▸ Problem statement: Using the records below, give again exactly the lines from the line that contains "the wet roof" through the line that contains "of the curled", both ends included, and only those.

[Region pointing data]

====

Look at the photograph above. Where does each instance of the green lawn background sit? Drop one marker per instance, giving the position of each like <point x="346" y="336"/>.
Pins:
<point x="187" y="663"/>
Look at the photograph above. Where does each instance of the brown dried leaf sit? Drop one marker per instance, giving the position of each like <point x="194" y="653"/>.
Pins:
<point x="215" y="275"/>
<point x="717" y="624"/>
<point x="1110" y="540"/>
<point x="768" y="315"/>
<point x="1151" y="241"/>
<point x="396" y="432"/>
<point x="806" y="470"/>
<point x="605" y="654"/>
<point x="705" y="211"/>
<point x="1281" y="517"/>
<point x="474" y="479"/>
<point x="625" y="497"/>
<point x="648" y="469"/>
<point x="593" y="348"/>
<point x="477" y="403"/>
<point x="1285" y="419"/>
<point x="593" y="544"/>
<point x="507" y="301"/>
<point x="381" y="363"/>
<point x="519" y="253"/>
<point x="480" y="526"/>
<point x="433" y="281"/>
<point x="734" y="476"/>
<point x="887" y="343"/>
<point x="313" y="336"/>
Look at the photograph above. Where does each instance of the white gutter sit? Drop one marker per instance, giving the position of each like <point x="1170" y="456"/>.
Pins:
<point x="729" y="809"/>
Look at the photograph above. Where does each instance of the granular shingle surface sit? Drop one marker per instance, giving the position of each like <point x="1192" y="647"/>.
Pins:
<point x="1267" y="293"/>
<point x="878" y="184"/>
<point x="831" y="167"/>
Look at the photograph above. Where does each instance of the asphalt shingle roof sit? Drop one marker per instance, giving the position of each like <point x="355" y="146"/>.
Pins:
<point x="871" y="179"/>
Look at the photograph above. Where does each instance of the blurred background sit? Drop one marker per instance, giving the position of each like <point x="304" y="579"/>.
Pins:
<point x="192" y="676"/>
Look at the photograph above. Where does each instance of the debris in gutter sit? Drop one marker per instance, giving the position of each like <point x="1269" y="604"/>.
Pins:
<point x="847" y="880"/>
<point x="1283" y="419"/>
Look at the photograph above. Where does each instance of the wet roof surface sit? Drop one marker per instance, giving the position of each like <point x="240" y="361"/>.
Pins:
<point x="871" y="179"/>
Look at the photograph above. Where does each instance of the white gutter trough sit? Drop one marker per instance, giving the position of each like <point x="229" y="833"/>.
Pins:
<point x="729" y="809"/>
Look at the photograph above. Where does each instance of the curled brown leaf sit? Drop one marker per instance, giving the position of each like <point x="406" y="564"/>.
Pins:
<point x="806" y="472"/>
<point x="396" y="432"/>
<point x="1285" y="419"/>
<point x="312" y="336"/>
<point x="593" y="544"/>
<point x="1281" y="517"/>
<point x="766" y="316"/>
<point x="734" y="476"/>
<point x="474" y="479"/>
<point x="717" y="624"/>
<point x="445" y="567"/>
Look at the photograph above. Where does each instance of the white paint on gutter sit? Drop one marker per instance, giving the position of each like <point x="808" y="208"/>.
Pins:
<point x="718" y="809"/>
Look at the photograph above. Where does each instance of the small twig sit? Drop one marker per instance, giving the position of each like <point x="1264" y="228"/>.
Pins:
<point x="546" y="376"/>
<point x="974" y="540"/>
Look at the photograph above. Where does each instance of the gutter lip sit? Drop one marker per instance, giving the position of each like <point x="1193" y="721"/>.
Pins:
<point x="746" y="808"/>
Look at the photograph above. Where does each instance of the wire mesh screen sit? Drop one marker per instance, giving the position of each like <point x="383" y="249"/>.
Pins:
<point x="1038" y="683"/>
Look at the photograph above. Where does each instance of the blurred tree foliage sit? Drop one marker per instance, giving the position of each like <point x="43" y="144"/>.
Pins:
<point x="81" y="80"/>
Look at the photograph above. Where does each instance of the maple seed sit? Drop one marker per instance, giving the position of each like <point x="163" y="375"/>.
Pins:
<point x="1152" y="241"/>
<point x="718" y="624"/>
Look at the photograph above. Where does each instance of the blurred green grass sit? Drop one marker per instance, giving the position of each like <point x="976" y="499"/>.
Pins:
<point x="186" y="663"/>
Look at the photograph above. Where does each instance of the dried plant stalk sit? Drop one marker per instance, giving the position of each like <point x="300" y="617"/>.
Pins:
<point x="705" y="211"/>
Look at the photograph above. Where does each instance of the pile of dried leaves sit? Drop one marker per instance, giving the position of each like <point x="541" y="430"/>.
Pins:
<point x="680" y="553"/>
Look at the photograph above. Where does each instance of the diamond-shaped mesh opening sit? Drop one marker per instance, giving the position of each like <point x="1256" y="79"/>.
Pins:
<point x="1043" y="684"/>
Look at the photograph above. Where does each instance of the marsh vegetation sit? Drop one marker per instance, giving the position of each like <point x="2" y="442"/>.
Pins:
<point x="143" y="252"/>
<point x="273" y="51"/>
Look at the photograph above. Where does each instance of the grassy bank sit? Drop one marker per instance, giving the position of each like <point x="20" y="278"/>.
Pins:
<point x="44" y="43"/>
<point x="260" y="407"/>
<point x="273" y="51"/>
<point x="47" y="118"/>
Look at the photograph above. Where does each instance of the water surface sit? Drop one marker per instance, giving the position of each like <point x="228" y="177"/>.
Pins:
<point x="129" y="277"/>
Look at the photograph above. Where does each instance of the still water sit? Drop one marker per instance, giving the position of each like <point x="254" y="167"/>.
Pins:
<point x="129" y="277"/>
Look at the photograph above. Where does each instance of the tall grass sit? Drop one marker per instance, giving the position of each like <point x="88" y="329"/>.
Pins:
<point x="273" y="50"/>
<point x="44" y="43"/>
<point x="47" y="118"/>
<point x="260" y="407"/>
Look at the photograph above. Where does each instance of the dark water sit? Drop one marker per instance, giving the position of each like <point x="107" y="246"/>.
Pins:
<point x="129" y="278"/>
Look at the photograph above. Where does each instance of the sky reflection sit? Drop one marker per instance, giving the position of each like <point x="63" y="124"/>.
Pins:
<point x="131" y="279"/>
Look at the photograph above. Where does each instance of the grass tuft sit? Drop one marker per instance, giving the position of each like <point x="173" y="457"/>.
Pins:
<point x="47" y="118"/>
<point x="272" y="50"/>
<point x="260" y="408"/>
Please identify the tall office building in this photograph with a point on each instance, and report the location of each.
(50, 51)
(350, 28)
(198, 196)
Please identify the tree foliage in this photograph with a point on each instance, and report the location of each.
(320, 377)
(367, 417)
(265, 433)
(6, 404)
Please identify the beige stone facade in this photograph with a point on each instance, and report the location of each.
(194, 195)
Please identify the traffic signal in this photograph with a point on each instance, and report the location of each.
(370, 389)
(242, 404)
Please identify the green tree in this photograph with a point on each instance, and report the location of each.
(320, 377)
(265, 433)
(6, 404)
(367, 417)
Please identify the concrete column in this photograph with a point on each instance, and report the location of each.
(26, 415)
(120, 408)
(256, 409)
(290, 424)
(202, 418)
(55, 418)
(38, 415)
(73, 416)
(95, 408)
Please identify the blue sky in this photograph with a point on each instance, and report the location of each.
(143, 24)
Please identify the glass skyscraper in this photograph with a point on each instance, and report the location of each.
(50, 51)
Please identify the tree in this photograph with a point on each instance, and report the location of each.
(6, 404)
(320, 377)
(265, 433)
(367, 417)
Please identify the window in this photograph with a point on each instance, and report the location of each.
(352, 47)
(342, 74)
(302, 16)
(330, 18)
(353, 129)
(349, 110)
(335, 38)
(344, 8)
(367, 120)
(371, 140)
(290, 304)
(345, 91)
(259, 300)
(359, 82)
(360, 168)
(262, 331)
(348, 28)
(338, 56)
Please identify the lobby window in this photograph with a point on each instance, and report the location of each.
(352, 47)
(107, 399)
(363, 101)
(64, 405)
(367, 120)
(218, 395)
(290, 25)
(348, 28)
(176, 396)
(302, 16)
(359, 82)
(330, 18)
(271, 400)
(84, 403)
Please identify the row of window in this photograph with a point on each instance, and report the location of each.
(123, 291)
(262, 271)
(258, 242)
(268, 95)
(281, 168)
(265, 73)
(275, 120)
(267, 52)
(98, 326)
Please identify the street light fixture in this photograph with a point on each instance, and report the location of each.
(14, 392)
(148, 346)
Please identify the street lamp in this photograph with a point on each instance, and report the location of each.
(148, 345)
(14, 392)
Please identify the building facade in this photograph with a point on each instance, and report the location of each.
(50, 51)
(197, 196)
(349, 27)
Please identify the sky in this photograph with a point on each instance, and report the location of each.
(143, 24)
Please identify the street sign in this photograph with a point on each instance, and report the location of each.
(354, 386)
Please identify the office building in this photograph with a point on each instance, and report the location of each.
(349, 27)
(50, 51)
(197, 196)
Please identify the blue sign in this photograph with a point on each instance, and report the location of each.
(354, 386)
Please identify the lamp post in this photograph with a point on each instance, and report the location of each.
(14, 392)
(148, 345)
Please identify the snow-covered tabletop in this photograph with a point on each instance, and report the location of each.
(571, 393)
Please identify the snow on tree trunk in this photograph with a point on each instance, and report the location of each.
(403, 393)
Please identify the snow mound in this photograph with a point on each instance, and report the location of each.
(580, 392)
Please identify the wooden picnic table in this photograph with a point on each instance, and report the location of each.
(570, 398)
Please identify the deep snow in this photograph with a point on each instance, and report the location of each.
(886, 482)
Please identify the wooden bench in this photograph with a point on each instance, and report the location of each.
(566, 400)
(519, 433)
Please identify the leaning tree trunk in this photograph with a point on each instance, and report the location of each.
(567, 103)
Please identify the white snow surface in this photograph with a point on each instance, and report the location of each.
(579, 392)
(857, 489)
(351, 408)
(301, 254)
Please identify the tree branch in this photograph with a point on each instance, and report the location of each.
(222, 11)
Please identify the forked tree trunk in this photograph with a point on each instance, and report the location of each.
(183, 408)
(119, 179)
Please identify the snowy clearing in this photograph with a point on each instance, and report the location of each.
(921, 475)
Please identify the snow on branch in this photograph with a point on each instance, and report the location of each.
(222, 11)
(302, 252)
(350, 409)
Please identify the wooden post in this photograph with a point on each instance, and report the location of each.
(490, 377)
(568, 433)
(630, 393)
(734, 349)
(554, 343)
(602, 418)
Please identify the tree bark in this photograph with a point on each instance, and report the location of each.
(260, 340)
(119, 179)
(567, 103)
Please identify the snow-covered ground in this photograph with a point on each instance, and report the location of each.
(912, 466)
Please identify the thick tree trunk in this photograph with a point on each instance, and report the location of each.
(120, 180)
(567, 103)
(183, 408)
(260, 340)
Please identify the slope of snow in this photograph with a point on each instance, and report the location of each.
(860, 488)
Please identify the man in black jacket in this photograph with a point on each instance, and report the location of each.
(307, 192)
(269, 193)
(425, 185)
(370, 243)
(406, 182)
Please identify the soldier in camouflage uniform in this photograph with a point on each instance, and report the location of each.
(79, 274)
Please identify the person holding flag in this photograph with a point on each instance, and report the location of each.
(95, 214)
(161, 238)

====

▸ Your solution:
Look at the photograph above. Where does each instance of the wet roof surface sit? Drop one marker per instance, giving the position of each like <point x="240" y="361"/>.
Pins:
<point x="871" y="179"/>
Look at the photograph above. Where does each instance of the white gutter trough sit? Drop one marker per instance, giving the position of each like <point x="229" y="833"/>.
Pins:
<point x="729" y="809"/>
Look at the photograph above. Where does each instance of the curled brown leaf sit? Drop one marker per instance, giving the position of each like <point x="406" y="564"/>.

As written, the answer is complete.